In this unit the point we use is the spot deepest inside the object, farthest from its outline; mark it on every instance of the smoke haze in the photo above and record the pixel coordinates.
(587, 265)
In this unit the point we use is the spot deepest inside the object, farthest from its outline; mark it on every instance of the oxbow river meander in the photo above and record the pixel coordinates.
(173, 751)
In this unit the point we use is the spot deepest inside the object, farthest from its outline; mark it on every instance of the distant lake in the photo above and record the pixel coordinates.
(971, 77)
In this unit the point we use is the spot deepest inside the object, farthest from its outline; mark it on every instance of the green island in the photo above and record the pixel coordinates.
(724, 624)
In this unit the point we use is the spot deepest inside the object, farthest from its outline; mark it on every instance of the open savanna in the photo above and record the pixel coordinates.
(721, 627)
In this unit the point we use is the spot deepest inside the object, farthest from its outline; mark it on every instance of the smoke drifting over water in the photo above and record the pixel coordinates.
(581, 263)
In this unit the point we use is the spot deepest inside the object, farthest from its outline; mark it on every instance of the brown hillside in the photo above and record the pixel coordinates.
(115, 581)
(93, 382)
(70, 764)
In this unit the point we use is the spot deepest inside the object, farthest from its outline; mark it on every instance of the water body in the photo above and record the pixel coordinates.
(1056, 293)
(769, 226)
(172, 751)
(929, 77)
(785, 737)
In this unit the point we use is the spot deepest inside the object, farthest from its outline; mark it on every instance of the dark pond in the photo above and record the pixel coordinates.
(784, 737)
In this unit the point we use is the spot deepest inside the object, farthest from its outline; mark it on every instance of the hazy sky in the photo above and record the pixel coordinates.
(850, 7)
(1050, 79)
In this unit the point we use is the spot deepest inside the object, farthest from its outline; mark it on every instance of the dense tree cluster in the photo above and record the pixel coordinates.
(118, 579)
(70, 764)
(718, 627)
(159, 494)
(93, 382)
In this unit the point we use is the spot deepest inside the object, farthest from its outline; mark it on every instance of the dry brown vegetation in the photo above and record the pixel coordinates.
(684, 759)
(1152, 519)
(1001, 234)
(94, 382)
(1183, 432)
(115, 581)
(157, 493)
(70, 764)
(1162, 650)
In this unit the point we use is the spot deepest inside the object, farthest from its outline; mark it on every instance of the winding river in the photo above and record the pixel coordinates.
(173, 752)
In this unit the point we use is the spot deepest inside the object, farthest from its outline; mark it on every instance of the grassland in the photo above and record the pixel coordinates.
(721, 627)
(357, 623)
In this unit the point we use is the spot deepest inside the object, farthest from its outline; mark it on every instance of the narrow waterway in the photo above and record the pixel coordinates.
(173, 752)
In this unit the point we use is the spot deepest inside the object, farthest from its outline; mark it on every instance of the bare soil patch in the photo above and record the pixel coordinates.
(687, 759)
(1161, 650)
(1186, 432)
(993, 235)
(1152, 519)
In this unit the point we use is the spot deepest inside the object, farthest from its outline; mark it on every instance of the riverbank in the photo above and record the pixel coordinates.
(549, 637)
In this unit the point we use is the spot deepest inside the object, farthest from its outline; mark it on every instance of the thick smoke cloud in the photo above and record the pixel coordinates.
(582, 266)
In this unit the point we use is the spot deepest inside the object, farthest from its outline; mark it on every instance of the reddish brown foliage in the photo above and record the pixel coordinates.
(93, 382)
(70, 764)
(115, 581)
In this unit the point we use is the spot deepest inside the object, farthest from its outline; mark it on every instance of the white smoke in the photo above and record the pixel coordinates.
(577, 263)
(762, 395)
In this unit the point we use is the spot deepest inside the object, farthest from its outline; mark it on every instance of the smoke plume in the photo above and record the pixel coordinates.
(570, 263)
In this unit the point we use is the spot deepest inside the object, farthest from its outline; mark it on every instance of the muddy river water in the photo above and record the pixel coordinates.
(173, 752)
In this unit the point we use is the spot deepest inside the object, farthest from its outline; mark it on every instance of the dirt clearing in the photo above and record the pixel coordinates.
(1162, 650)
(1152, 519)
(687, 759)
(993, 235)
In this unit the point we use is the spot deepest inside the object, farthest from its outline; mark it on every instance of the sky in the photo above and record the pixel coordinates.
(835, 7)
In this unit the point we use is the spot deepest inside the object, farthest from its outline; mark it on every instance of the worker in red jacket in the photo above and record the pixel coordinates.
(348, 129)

— Work task —
Copy the data above in full, character for character.

— Exercise solution —
In this unit the point we use is the spot deepest inside the object, farthest from its outline; mark it on every instance of the smoke haze in the photo above and record the pixel coordinates.
(587, 265)
In this unit the point we use is the spot deepest inside the object, farthest from its outline; mark it on every instance of the oxbow river meander in the photo above and record the pixel coordinates.
(173, 751)
In this unit the point we use is the spot deepest inside the object, farthest from its outline; mark it on every instance of the distant lake in the photo above and record the pixel coordinates.
(971, 77)
In this unit the point we use is the spot deepest inside the object, farthest from its outline; mark it on every instance of the green island in the photo above and record the pixel coordinates.
(724, 624)
In this unit the point we use is the spot deepest inside the object, farthest from its outline; mark it on every instance of the open savanna in the photo above and record the pixel coordinates.
(721, 627)
In this unit the point we use is the spot deepest inside the object, farthest from its outline; mark it on every instance of the smoke drifting over water in the photo above and record the pixel coordinates.
(581, 263)
In this unit the point we use is the spot deepest inside the object, farthest from its outline; mark it on every instance of the brown hillside in the photo above and record the pixel coordinates.
(115, 581)
(93, 382)
(70, 764)
In this unit the point we use is the spot deepest inside the object, farthest from its outline; mark it on every instance of the water body in the photo above and record the pixel coordinates.
(1056, 293)
(769, 226)
(172, 751)
(929, 77)
(785, 737)
In this unit the point we use is the spot deepest inside the object, farthest from its outline; mark it on every instance of the dark pond in the photo above and record the pixel coordinates.
(784, 737)
In this unit the point we use is the spot deepest inside the object, farthest from its outline; mark it on every instance of the hazy sky in the photo above and record the pixel coordinates.
(850, 7)
(1050, 79)
In this unit the point we use is the spot deepest inside the object, farthest from its outline; mark it on every instance of the dense tree cluster in the photo above and record the pixel coordinates.
(118, 579)
(70, 764)
(718, 627)
(159, 494)
(93, 382)
In this unit the point we use is the spot deepest inside the object, farthest from its outline; mark it on every instance of the dry brown vegetation in the photo above and record the pixel coordinates.
(684, 759)
(1152, 519)
(1001, 234)
(94, 382)
(1183, 432)
(115, 581)
(157, 493)
(70, 764)
(1162, 650)
In this unit the point we use is the spot deepest inside the object, farthest from its outline; mark it on every instance of the winding river in the photo above and record the pixel coordinates.
(173, 752)
In this unit the point we use is the spot deepest inside the object, farthest from its outline; mark it on every instance of the grassland in the photo above and record the pixel coordinates.
(721, 627)
(357, 623)
In this unit the point we use is the spot deepest inside the object, farthest from its outline; mark it on every instance of the narrow waterway in the photo above and record the pixel coordinates.
(173, 752)
In this unit the point we use is the spot deepest inside the object, farthest from its outline; mark it on every instance of the bare soil patch in the photo above and record the pixel coordinates.
(687, 759)
(1161, 650)
(1186, 432)
(993, 235)
(1152, 519)
In this unit the point we use is the spot deepest inside the object, farthest from its outline; mark it on every instance of the riverbank in the photo above and record the pixel coordinates.
(549, 637)
In this unit the point we use is the spot deepest inside the object, farthest from its outline; mark it on every instance of the thick smoke cloud in the photo above and record the pixel coordinates.
(582, 266)
In this unit the point we use is the spot deepest inside the object, farthest from its outline; mark it on every instance of the reddish brown foliage in the photo above and record the pixel coordinates.
(93, 382)
(70, 764)
(115, 581)
In this unit the point we use is the spot deepest inside the object, farthest from its outline; mark it on every instance of the white smoke in the photo above and record the pixel coordinates.
(577, 263)
(762, 395)
In this unit the point we use is the spot deepest inside the object, farthest from its outline; mark it on every instance of the smoke plume in the photo above and record the pixel coordinates.
(570, 263)
In this unit the point we use is the spot deepest inside the object, farthest from its outline; mark it on every instance of the muddy river water in the photo above and record the pixel coordinates.
(173, 752)
In this unit the point we use is the spot deepest inside the object, farthest from its outline; mark it on every instance of the dirt clearing in the photo above and record the pixel coordinates.
(1162, 650)
(1152, 519)
(687, 759)
(993, 235)
In this unit the point we use is the spot deepest inside the object, farthest from its outline; mark it on every instance of the sky in the photo above and record the pixel coordinates.
(835, 7)
In this unit the point we use is the spot deepest inside the object, farthest from its outline; mark it on every instance of the worker in red jacket in the photo above and record the pixel coordinates.
(348, 129)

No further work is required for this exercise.